Each line below should be written out again exactly.
Available data section start
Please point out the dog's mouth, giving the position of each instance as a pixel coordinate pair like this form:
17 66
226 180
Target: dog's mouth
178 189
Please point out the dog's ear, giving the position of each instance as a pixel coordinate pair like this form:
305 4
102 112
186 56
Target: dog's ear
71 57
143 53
Available data section end
> **Response**:
Please point out the dog's mouth, giving the position of each instance as a pixel coordinate pair like this form:
17 66
226 180
Target: dog's mouth
178 189
Please point out the dog's ear, giving the position of each instance as a pixel coordinate pair like this form:
305 4
102 112
186 56
Target: dog's ear
71 57
143 53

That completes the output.